Page excerpt

╔══

SECTION 3.3.(b) Part 1 of Article 4 of Chapter 105 of the General Statutes is amended by adding a new section to read:
"§ 105‑130.5B. Adjustments when State decouples from federal accelerated depreciation and expensing.
(a) Special Accelerated Depreciation. – A taxpayer who places property in service during a taxable year listed in the table below and who takes a special accelerated depreciation deduction for that property under section 168(k) or 168(n) of the Code must add to the taxpayer's federal taxable income eighty‑five percent (85%) of the amount taken for that year under those Code provisions.
A taxpayer who made the addition is allowed to deduct twenty percent (20%) of the add‑back in each of the first five taxable years following the year the taxpayer is required to include the add‑back in income. The table below indicates the applicable five‑year period.

╚══

Given instruction 1
Return the listing below line for line, with no changes.

Task data
╔══

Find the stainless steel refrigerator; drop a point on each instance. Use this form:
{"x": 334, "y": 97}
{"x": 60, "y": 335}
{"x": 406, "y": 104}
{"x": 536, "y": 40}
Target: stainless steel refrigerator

╚══

Given instruction 2
Resume the statute section on adjustments for accelerated depreciation, picking up after its final sentence.

Final result 1
Find the stainless steel refrigerator; drop a point on each instance. Use this form:
{"x": 334, "y": 97}
{"x": 60, "y": 335}
{"x": 406, "y": 104}
{"x": 536, "y": 40}
Target: stainless steel refrigerator

Final result 2
Taxable Year of Five Taxable Years of
85% Add‑Back 20% Deduction
2010 2011 through 2015
2011 2012 through 2016
2012 2013 through 2017
2013 2014 through 2018
(b) 2009 Depreciation Exception. – A taxpayer who placed property in service during the 2009 taxable year and whose North Carolina taxable income for the 2009 taxable year reflected a special accelerated depreciation deduction allowed for the property under section 168(k) of the Code must add eighty‑five percent (85%) of the amount of the special accelerated depreciation deduction to its federal taxable income for the 2010 taxable year. A taxpayer who made the addition is allowed to deduct this add‑back under subsection (a) of this section as if it were for property placed in service in 2010.
(c) Section 179 Expense. – For purposes of this subdivision, the definition of section 179 property has the same meaning as under section 179 of the Code as of January 1, 2011. A taxpayer who places section 179 property in service during a taxable year in subsection (a) of this section must add to the taxpayer's federal taxable income eighty‑five percent (85%) of the amount by which the taxpayer's expense deduction under section 179 of the Code exceeds the amount that would have been allowed for that taxable year under section 179 of the Code as of May 1, 2010.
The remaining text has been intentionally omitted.